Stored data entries
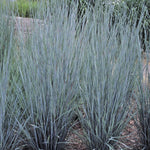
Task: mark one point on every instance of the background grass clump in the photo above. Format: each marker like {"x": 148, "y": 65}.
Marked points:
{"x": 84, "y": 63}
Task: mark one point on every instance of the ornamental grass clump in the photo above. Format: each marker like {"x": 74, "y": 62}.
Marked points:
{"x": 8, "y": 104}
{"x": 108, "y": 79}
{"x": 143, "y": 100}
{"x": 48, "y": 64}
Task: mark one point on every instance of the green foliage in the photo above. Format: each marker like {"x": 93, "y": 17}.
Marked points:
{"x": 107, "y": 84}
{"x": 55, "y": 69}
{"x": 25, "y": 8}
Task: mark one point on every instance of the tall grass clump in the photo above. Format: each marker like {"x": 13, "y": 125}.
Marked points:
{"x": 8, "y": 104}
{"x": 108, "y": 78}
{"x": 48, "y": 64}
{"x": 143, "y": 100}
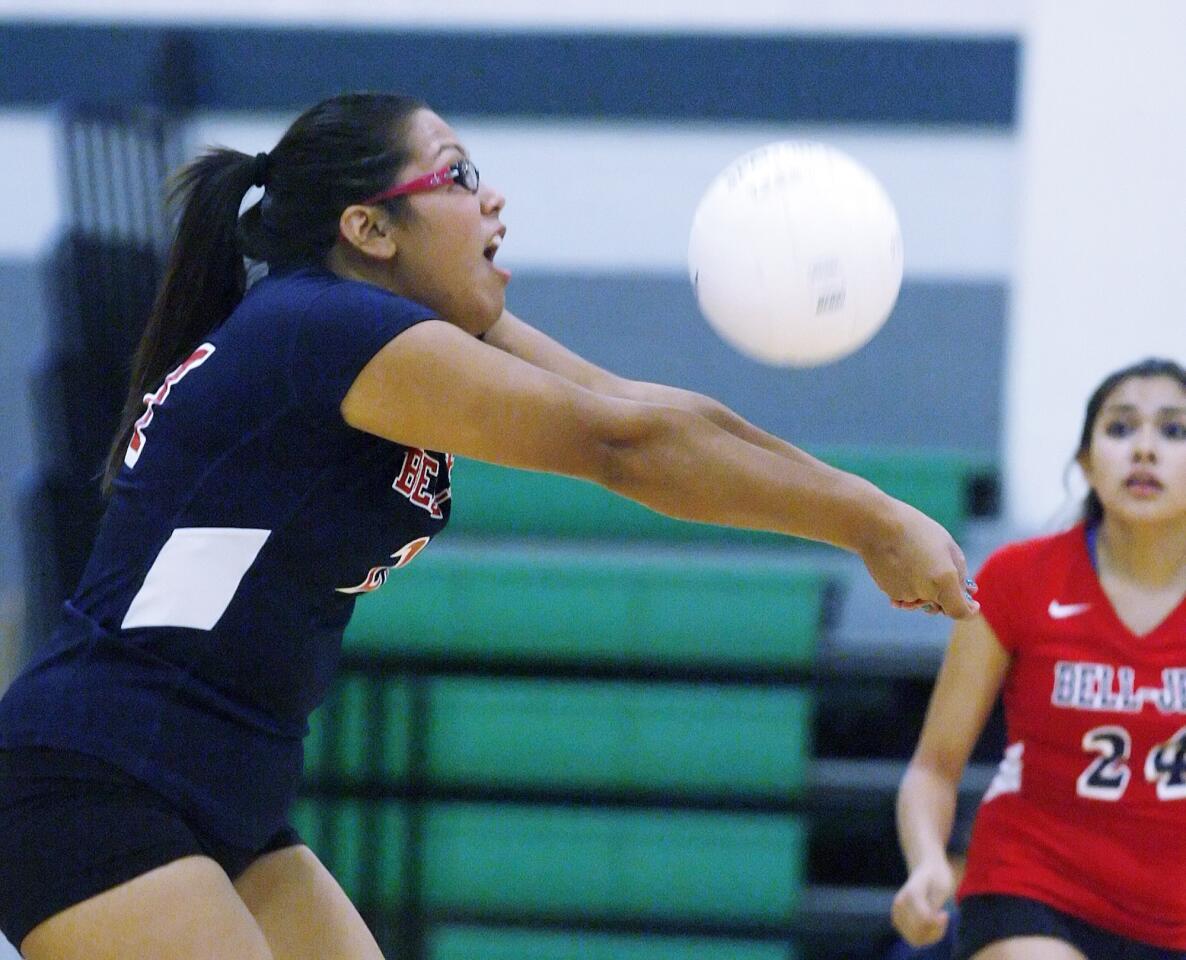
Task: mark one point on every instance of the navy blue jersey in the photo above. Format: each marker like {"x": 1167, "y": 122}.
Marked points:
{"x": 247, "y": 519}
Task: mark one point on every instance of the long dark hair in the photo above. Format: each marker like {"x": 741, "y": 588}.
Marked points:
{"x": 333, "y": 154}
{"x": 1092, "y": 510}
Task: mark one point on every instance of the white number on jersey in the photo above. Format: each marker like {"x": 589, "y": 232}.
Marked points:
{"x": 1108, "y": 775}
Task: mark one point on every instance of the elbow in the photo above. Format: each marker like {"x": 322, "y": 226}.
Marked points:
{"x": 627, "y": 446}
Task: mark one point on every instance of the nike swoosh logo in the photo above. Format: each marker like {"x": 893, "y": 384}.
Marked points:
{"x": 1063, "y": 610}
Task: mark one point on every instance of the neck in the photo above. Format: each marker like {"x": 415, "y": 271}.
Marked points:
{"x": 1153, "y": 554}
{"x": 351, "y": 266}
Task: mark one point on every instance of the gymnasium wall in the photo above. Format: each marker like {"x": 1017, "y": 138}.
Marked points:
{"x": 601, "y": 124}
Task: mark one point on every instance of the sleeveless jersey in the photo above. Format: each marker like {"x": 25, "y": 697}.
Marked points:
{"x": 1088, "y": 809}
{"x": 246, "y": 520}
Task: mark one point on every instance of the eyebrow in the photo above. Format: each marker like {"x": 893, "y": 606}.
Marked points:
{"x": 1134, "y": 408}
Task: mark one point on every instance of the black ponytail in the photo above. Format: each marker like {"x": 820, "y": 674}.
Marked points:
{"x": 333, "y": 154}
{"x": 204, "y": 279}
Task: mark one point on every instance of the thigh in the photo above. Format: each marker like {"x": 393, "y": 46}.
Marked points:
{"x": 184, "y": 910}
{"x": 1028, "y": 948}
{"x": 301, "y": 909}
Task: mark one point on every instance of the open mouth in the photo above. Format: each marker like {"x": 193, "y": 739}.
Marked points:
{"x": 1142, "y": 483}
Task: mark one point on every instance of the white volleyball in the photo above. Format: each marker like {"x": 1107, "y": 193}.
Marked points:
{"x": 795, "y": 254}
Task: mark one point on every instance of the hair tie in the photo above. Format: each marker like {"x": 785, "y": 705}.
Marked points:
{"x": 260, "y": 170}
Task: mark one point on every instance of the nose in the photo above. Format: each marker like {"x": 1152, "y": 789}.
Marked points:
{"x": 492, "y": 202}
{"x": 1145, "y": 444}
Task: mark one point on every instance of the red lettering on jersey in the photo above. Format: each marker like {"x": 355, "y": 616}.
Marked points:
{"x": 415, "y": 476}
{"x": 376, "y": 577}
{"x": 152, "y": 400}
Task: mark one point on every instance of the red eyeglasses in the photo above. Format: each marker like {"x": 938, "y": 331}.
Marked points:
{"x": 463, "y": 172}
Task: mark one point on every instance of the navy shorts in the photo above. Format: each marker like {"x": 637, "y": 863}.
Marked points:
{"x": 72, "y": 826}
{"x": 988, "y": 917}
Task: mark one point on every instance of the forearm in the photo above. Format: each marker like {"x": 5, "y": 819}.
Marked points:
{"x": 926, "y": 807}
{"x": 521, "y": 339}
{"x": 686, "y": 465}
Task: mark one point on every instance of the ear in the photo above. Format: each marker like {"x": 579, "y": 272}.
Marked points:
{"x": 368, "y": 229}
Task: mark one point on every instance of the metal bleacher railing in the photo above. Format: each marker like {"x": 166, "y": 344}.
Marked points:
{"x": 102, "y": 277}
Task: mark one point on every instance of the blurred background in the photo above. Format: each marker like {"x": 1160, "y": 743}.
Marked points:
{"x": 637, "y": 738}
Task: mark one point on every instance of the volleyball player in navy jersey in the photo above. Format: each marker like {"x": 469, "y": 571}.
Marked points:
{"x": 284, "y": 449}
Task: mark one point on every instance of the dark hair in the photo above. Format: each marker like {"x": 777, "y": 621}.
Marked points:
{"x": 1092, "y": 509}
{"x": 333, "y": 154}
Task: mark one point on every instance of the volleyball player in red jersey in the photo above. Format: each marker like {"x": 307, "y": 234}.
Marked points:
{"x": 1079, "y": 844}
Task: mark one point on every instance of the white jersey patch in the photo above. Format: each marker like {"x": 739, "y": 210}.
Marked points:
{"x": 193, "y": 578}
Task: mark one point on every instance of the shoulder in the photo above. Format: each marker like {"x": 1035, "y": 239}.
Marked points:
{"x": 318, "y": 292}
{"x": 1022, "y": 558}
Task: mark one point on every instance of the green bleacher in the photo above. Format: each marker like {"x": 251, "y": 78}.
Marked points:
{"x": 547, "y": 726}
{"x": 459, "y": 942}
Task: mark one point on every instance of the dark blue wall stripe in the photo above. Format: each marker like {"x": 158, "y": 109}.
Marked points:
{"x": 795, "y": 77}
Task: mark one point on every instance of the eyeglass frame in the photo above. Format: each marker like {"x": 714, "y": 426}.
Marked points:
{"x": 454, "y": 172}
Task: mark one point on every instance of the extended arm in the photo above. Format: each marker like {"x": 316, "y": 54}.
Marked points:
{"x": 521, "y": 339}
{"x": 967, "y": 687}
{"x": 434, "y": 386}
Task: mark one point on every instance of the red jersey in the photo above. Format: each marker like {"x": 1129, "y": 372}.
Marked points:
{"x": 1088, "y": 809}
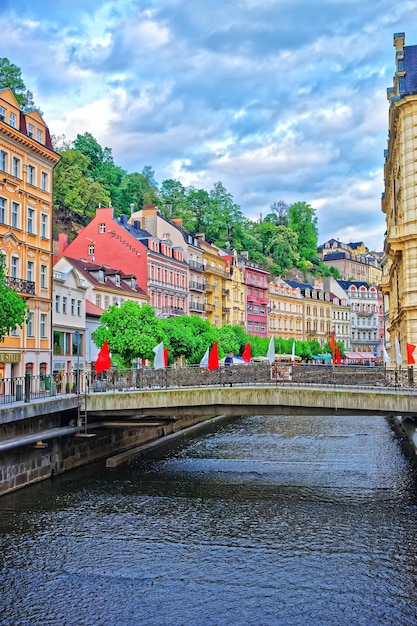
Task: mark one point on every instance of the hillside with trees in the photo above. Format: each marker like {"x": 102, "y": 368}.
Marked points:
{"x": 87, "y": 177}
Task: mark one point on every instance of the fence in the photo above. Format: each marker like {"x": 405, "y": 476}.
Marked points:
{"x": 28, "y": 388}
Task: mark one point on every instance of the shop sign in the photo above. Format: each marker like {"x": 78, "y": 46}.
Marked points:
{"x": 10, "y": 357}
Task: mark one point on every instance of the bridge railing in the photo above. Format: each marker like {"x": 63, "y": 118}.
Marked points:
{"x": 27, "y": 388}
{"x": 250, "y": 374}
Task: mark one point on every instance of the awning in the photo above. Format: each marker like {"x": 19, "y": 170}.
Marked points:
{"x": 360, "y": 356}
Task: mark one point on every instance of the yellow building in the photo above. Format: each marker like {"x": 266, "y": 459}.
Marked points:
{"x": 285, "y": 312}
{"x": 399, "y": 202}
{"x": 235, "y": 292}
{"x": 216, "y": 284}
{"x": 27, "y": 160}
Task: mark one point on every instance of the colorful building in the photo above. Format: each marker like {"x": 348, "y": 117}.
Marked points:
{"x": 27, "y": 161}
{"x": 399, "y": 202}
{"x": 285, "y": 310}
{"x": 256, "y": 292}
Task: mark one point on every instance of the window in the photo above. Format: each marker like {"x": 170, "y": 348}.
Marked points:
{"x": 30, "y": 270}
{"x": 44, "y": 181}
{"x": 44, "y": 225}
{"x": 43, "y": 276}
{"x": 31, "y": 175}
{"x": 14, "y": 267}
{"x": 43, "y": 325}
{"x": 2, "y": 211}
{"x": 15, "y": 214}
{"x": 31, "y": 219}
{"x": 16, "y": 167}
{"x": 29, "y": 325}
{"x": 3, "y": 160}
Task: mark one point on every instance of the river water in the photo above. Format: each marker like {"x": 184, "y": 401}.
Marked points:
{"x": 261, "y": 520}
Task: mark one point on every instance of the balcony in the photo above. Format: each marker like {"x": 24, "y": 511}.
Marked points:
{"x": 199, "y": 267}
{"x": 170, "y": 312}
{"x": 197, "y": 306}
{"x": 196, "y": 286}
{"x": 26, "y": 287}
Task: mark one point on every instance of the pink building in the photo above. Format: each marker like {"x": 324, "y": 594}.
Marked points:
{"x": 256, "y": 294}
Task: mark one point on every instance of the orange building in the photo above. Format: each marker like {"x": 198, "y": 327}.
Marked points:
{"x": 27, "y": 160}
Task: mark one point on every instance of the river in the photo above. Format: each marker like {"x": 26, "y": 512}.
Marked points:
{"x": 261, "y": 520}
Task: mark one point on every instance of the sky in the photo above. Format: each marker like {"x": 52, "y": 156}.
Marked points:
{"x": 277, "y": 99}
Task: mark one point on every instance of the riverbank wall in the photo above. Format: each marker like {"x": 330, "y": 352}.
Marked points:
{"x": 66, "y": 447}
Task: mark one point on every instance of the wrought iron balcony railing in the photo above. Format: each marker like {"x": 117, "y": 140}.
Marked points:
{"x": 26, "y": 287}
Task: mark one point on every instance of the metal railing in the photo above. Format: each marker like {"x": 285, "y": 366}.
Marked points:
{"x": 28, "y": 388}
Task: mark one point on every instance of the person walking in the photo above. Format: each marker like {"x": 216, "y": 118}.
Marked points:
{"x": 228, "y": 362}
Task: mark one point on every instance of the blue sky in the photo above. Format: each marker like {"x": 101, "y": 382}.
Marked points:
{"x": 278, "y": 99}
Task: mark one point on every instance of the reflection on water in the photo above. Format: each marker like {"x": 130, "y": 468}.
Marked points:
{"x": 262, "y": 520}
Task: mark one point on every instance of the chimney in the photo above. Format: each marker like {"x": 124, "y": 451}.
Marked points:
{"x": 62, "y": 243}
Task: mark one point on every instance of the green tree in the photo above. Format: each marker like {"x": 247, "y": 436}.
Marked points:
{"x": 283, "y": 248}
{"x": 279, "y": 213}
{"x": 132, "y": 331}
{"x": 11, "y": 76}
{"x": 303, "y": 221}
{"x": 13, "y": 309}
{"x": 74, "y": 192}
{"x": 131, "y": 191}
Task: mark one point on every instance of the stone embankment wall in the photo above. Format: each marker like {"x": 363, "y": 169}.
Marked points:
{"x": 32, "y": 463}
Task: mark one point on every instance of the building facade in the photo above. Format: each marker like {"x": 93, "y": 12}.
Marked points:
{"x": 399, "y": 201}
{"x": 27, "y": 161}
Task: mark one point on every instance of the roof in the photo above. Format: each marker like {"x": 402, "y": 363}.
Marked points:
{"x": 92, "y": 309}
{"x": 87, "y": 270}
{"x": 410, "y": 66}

**DIRECTIONS FOR THIS TASK:** Extract every line containing the string "wall" from the data above.

**COMPLETED TASK:**
Task: mark one point on every instance of the gymnasium wall in the photo above. Format: each marker like {"x": 1017, "y": 138}.
Task: mark one point on every instance of the dark blue wall stripe in the photo above. Format: each marker like {"x": 158, "y": 109}.
Task: mark one point on every instance of the riverbank wall in the photo above. Format: each marker like {"x": 330, "y": 352}.
Task: mark one point on every instance of the stone embankment wall in the photo above. Format: each marker like {"x": 363, "y": 169}.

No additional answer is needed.